▶ Exercise objective
Give back each line below verbatim.

Referring expression data

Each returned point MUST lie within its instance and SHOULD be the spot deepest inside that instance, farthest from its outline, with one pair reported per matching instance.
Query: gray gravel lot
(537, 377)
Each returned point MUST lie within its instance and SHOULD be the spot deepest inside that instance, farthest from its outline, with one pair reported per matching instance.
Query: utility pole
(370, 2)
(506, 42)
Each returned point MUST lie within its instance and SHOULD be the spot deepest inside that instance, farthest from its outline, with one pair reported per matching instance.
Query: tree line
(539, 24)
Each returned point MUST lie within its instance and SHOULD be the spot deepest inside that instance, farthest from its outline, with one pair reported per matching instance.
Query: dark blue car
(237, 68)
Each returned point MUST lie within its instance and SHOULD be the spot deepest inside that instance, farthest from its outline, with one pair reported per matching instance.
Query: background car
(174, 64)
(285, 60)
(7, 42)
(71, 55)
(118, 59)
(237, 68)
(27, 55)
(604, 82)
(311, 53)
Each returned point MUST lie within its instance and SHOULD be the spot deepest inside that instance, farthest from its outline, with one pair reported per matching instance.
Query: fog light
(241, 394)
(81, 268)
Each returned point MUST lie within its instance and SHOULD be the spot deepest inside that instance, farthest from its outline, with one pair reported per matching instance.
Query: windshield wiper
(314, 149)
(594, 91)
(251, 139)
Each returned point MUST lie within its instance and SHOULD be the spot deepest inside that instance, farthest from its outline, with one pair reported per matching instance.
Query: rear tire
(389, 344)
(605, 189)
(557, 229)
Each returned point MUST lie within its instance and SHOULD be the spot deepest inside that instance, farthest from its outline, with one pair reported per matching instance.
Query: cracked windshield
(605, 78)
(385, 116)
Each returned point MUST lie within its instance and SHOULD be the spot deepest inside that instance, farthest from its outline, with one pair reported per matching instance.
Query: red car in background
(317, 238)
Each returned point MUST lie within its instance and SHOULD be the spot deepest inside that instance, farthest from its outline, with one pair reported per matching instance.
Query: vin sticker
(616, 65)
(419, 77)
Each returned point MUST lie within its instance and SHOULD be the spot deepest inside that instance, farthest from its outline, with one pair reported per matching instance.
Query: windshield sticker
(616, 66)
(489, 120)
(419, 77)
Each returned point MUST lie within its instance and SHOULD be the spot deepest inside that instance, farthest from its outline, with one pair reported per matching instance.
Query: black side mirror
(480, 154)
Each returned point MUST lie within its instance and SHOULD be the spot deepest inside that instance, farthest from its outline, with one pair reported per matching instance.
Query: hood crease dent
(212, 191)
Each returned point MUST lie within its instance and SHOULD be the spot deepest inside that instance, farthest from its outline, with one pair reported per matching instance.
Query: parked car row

▶ Answer space
Each returned point MUST lie within its instance and SHOULD be the spot deepest inside that instance, farthest from its outline, with one pair reported per matching instance.
Query: gray gravel lot
(537, 377)
Each returned point MUST lie within its instance and SHOULD be the spot deepest inside that instance, farthest from its outline, with one pair reported per matching instance.
Query: utility pole
(370, 2)
(506, 42)
Each returned point MUST lie within its instance and SHOULD be the spot deepest inside that instance, farthest from its outline, with one pair reported per matching instance.
Query: tree line
(539, 24)
Each returned point MUST lie within its instance and SHOULD be the spot deepest inside that instance, farthest from its outline, with one pair reported per matching instance.
Query: dark blue car
(237, 68)
Each returned point MUST lie within its instance and SHOULD be the spot deepest inside that instance, farthest from its outline, with one pair reported per matching instance.
Query: background car
(174, 64)
(285, 60)
(7, 42)
(71, 55)
(118, 59)
(237, 68)
(27, 55)
(604, 82)
(311, 53)
Each returned point MUST lie within its instance and SHOULD be the spot deepest inside that instance, farthest from its outline, with one pair reported per matching instance.
Query: fog light
(241, 394)
(81, 268)
Each returned point MUST lie within its instance and SHOULD be the spot deepest inside that instance, farthest from its outline, with one pair reported per matching instance.
Query: windshield wiper
(314, 149)
(594, 91)
(251, 139)
Each returned point MUST lie within its instance and SHOULD be the spot deepest inside that instance, farthest from its outline, with one pair reported per matching instance.
Query: rear tire
(389, 344)
(605, 189)
(557, 229)
Each returned point MUST lie within its instance and SHOULD be the spot deepest inside that instance, farthest from its outline, with one pair reported per matching instance.
Query: cracked windshield
(605, 78)
(385, 116)
Each returned point MUST lie within its instance and SHOULD be the spot deepest inside that instance, farthest from its outline, with one pair reported per matching instance.
Query: red car in background
(317, 238)
Each returned point MUST lie within its instance and SHOULD be the spot deepest inside that instance, farthest from its outline, with one pair reported per matching instance.
Query: vin sticker
(616, 65)
(419, 77)
Each returned point MUST lie within its instance and SHOULD be the spot deepest inside that instance, farthest from its outline, with one pair reported per matching instance.
Query: windshield sticker
(616, 66)
(489, 120)
(419, 77)
Each returned point MUST lie within its instance and SHOULD be the spot deepest inside that instance, farthest from its outline, with one pair reported per matching instance.
Query: black side mirror
(480, 154)
Each returned point MUST lie within its instance and SHOULD be the spot deepest inside that instance, farthest from its outline, with one pair reported per matching instance.
Query: hood crease dent
(212, 191)
Each returned point MUST lie within its instance and SHOULD be the spot deepest inside that instance, farthest from its outline, with one pair reported per matching instance.
Query: parked car row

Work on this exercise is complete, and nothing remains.